Given the records underneath, please repeat exactly the lines from the line with "wall out of the following image" through the line with "shrub out of the image above", passing over any picture.

[[ Source material open ]]

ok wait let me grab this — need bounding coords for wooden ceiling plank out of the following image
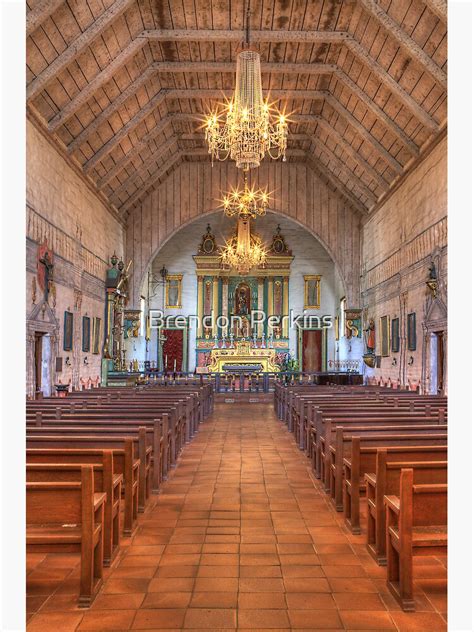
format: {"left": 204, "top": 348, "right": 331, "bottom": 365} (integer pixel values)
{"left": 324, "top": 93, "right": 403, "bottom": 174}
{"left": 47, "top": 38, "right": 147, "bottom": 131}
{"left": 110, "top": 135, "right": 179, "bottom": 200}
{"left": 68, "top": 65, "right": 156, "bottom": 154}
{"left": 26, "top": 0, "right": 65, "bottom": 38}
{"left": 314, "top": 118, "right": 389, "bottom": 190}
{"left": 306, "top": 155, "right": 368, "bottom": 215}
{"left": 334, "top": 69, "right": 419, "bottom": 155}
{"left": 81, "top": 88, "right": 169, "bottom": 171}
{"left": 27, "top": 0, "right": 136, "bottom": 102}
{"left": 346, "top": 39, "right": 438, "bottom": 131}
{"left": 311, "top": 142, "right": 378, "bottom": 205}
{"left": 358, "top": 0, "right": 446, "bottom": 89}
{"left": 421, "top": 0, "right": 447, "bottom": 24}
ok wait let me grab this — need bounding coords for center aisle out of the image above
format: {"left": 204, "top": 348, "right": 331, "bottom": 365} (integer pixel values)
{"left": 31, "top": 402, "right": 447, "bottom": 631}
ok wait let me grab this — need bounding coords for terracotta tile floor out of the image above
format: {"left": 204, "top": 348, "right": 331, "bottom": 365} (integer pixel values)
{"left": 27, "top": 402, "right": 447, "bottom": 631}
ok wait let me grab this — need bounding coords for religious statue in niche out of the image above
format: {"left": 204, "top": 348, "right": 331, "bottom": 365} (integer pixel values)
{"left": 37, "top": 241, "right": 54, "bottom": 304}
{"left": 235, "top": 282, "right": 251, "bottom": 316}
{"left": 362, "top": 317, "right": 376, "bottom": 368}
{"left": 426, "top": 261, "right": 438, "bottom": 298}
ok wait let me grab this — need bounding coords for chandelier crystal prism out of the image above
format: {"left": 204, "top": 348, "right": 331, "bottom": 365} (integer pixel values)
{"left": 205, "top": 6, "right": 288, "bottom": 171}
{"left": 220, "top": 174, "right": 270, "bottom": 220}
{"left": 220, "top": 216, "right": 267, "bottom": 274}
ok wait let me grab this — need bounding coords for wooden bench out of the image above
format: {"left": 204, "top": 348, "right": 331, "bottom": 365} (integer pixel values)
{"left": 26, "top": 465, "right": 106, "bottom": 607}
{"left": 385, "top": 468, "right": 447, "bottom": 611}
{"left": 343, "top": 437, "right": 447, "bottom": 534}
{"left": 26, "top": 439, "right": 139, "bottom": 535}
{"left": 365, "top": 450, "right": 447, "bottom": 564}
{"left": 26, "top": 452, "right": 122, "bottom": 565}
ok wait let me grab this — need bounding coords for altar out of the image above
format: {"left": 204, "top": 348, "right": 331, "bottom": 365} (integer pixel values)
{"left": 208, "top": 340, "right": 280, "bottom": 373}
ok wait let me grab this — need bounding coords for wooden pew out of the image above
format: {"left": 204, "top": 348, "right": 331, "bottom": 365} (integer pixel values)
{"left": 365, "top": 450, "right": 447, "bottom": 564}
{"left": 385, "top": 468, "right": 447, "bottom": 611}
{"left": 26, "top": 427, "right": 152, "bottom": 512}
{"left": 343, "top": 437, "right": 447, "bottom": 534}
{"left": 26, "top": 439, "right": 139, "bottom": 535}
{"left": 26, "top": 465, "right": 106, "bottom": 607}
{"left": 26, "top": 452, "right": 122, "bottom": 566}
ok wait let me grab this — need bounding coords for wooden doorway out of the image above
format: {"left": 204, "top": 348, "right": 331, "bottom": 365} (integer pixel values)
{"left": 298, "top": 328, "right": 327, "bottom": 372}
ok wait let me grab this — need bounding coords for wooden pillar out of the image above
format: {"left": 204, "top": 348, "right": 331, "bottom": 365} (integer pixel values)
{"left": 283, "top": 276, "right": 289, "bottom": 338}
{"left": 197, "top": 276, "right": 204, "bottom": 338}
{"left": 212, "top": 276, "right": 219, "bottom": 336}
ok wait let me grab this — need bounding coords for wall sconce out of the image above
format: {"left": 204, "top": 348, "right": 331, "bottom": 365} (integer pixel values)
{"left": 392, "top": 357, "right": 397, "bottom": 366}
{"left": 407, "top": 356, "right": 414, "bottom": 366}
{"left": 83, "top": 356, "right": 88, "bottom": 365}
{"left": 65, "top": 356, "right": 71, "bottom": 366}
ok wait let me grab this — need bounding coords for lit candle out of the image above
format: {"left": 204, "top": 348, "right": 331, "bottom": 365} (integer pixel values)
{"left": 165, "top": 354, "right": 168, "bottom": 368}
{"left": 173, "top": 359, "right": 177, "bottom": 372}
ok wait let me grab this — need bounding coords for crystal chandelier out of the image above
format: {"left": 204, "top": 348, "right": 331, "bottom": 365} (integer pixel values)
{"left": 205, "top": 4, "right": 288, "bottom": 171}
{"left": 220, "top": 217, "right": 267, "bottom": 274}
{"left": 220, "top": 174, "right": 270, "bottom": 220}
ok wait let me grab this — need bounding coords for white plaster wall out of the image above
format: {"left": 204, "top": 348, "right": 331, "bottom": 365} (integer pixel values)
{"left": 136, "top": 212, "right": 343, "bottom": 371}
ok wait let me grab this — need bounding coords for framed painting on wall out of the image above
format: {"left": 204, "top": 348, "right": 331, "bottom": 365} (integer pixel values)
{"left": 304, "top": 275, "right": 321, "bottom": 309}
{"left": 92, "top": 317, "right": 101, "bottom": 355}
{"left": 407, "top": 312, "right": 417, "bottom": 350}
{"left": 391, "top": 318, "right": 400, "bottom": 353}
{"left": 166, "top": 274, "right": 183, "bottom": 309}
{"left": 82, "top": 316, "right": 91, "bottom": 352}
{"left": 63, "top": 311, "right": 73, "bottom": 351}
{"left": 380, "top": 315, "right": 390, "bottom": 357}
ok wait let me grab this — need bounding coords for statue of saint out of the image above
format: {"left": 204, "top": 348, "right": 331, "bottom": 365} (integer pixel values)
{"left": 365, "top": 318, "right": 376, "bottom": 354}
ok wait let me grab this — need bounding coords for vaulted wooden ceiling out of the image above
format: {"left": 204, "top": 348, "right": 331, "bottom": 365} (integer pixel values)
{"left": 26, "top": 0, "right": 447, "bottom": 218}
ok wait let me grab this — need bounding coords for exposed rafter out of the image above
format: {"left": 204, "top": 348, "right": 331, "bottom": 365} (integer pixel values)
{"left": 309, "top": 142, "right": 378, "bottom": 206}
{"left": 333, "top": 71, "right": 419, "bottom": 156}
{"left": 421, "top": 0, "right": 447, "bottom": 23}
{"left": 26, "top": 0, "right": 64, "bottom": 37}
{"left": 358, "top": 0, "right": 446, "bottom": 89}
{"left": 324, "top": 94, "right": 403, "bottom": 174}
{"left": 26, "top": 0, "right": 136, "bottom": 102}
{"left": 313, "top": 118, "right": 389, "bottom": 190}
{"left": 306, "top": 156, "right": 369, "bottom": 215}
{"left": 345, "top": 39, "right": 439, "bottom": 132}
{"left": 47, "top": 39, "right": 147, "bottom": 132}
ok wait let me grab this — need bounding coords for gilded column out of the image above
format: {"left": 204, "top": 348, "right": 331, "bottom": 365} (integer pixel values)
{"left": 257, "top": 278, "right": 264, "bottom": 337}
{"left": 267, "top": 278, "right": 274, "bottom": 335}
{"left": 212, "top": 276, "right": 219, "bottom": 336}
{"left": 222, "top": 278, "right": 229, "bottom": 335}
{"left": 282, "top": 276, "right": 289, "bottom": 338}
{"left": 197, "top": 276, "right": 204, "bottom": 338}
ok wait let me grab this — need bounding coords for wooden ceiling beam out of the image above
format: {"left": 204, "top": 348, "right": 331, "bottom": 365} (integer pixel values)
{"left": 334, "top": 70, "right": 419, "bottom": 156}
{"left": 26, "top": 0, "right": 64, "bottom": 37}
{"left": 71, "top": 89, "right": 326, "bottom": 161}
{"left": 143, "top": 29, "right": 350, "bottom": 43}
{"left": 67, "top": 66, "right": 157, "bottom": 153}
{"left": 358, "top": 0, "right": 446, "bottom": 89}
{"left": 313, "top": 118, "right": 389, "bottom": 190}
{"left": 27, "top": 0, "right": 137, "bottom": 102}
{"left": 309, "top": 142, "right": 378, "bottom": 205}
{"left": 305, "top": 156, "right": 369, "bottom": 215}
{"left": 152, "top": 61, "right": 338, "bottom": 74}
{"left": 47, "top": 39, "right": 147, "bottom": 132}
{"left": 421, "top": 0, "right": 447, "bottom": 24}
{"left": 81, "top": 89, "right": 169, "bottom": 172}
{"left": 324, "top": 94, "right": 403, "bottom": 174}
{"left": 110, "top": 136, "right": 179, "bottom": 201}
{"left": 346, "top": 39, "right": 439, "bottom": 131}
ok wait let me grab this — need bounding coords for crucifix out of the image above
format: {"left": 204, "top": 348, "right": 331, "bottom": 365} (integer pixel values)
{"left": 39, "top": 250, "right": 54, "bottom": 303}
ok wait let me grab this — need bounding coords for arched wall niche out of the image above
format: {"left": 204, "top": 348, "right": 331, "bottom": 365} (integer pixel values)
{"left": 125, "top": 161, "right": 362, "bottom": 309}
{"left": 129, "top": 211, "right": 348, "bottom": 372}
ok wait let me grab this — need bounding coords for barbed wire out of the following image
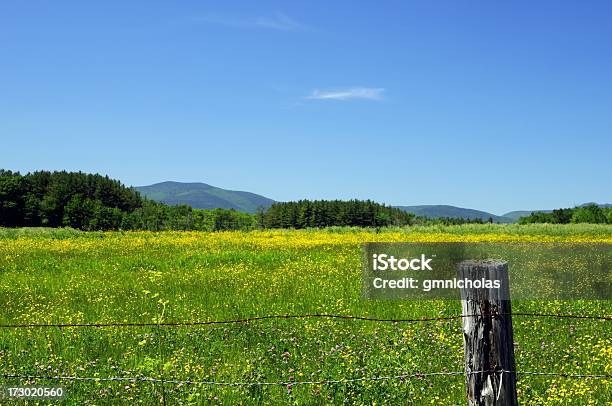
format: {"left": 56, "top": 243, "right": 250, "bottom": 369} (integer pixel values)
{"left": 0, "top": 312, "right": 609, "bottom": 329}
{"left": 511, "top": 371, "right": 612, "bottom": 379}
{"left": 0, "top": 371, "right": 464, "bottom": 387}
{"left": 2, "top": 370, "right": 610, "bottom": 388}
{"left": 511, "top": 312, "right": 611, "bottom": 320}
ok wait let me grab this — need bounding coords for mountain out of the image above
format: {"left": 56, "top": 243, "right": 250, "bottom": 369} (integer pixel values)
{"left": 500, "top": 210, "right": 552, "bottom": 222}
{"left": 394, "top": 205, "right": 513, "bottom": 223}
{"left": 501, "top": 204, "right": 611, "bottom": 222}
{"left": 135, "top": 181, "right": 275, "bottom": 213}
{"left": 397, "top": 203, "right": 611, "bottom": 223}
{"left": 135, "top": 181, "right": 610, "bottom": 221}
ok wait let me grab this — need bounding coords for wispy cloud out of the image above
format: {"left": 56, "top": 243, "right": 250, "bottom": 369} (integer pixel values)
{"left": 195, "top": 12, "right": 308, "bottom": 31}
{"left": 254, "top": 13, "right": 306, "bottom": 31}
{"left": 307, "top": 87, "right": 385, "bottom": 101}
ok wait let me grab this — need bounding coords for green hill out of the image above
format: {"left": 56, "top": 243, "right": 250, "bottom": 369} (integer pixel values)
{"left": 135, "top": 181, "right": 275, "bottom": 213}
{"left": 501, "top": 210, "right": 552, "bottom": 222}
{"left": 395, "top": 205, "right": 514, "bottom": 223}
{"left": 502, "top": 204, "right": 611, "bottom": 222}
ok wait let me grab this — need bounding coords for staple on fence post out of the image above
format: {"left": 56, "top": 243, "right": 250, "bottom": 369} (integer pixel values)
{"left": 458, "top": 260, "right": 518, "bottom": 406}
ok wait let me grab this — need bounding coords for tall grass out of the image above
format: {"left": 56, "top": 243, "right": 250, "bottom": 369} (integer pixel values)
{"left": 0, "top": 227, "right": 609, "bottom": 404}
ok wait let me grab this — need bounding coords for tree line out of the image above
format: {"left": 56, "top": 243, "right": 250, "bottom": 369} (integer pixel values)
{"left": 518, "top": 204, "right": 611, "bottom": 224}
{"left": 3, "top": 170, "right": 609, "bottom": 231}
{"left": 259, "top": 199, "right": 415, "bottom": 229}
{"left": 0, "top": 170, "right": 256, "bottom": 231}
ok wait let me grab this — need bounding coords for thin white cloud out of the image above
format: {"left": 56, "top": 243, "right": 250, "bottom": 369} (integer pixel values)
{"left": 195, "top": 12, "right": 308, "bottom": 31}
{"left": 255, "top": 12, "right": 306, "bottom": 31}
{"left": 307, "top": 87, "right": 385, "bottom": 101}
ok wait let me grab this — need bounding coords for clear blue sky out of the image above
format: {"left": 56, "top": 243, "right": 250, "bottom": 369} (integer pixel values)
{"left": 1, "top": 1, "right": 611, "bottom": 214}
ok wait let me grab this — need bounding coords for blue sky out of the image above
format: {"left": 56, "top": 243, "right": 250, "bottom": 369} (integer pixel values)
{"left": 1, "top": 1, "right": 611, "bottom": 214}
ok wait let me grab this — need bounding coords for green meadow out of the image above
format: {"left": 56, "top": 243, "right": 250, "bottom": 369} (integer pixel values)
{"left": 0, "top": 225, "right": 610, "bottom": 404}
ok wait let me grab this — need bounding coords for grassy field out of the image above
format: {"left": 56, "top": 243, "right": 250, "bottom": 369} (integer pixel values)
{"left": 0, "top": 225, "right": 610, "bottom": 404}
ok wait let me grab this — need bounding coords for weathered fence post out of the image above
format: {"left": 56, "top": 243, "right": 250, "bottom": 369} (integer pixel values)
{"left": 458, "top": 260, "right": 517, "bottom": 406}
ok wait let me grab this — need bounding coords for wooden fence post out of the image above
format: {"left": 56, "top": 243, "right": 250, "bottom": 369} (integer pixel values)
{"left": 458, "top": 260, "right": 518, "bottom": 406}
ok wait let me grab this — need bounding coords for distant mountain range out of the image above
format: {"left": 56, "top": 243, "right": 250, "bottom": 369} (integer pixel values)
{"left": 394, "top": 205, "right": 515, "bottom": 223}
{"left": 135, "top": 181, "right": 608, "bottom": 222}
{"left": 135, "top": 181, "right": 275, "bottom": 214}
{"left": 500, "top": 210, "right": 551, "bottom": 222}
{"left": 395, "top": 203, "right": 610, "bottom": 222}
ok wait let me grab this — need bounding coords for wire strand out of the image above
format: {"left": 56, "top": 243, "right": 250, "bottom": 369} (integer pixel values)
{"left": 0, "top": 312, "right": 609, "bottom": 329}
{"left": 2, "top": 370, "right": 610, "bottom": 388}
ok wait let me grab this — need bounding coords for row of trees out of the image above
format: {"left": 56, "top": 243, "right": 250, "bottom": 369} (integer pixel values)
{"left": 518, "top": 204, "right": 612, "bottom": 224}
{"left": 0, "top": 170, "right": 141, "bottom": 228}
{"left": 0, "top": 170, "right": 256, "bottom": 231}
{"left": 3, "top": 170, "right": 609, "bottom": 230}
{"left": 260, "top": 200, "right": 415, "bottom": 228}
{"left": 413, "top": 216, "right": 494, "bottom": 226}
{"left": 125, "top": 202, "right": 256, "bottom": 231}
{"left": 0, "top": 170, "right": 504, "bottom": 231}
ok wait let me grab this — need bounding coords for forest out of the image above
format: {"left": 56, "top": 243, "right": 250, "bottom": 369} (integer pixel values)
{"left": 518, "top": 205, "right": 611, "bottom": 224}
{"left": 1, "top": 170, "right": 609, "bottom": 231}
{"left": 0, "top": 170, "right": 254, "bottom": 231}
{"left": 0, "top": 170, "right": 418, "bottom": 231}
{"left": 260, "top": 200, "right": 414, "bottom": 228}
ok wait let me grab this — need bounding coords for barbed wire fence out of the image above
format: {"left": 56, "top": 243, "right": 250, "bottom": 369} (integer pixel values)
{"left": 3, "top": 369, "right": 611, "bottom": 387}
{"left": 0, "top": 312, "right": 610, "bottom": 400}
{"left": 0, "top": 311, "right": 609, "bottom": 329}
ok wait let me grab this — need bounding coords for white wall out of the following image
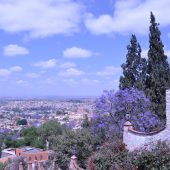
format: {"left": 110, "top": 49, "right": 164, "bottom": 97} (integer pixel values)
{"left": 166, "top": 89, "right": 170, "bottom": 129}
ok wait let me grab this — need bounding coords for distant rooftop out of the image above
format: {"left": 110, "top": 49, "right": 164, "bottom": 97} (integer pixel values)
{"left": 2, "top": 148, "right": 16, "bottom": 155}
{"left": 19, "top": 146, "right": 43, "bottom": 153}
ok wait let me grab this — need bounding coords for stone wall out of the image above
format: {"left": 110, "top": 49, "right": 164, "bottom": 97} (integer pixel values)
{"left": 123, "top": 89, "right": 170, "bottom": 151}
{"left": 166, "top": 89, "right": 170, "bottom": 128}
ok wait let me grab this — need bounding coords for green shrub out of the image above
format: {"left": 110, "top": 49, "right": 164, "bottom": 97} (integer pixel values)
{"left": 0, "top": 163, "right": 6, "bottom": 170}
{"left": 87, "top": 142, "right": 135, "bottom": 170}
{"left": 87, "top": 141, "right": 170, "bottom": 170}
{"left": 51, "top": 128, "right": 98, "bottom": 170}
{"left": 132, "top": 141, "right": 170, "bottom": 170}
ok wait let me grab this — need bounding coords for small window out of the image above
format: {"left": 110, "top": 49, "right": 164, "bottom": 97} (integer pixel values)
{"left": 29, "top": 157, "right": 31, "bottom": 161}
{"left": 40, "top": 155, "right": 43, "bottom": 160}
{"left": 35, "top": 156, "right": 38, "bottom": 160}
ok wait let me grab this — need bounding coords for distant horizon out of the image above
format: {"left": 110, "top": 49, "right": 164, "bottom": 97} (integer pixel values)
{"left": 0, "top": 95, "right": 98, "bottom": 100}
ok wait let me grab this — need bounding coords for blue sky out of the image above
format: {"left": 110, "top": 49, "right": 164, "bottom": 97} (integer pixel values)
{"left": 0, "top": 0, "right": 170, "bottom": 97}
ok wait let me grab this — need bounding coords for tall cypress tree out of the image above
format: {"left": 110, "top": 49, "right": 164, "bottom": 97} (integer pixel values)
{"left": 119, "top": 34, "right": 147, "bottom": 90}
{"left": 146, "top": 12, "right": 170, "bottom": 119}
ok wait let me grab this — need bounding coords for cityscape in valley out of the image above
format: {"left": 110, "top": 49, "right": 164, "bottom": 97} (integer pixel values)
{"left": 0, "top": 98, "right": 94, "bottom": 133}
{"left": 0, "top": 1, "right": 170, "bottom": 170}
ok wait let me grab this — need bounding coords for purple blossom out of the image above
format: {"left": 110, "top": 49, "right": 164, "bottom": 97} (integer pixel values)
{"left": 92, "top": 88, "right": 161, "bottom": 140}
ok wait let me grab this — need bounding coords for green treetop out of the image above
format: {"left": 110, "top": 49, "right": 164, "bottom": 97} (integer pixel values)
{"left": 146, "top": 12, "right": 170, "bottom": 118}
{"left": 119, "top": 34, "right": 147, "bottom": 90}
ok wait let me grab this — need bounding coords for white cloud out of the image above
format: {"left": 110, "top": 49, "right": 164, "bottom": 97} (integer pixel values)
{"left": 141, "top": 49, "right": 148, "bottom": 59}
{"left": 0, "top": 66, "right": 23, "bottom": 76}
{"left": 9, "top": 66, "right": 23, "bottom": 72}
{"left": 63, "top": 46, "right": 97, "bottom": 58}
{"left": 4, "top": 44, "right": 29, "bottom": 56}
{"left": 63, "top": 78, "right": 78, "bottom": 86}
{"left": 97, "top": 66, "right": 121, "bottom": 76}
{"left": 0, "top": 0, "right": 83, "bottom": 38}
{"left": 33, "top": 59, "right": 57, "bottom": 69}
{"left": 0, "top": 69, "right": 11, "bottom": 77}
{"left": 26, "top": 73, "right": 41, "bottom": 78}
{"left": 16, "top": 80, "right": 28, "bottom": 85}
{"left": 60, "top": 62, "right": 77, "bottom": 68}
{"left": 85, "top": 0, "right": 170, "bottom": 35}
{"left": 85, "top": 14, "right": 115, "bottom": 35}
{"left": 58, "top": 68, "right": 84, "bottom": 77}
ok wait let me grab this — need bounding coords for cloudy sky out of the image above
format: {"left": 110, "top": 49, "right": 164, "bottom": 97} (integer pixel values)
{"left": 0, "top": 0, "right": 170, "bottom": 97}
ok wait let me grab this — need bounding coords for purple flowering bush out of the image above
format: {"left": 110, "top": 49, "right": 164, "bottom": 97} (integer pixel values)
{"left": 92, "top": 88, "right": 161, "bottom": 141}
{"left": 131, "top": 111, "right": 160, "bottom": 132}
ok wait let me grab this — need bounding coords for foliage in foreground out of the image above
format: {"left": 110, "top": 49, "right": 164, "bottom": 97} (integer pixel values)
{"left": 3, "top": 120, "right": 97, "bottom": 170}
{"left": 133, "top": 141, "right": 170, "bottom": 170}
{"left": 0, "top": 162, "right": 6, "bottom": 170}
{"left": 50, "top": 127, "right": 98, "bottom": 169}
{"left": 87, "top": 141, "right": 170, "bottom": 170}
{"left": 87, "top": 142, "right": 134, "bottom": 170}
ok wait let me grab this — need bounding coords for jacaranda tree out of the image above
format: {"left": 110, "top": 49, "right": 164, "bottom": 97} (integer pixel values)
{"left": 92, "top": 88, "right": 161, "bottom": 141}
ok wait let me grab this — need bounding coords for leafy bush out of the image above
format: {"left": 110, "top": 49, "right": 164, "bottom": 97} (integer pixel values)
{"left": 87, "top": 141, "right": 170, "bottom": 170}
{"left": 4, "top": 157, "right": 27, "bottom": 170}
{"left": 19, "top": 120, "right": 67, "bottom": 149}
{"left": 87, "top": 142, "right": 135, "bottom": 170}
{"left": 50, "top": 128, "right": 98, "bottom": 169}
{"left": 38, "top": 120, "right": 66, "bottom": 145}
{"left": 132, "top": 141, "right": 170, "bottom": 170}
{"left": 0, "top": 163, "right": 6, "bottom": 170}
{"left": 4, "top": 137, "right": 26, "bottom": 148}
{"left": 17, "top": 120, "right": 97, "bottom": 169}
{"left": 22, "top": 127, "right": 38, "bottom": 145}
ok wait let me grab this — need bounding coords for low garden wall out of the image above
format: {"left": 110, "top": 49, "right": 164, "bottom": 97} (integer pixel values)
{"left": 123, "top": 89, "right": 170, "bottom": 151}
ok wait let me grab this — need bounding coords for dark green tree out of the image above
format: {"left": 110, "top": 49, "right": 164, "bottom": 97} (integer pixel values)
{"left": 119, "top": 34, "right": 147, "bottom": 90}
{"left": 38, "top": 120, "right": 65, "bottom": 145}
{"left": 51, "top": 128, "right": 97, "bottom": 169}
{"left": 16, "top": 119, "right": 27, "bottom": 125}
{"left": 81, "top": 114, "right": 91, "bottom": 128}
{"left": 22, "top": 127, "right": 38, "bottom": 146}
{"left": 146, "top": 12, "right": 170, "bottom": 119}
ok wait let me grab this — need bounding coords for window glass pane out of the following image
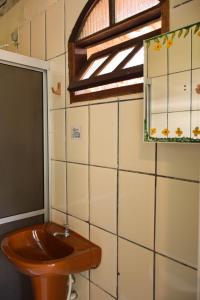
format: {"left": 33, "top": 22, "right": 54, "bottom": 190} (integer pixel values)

[[ Source material closed ]]

Written reply
ok wait let me grab this — need bounding coords for white wall out of the following image
format: {"left": 110, "top": 49, "right": 164, "bottom": 97} (integer pixel values)
{"left": 166, "top": 89, "right": 170, "bottom": 129}
ok wait let me grab this — need bounding coords for distant rooftop out of the image above
format: {"left": 110, "top": 49, "right": 164, "bottom": 97} (integer pixel values)
{"left": 2, "top": 148, "right": 16, "bottom": 155}
{"left": 19, "top": 146, "right": 43, "bottom": 153}
ok wait let me grab this — need bounding coords for stone wall out of the image above
format: {"left": 110, "top": 49, "right": 164, "bottom": 97} (integer pixel values)
{"left": 123, "top": 89, "right": 170, "bottom": 151}
{"left": 166, "top": 89, "right": 170, "bottom": 128}
ok wait let me grab this — need bounding coords for green shrub out of the image above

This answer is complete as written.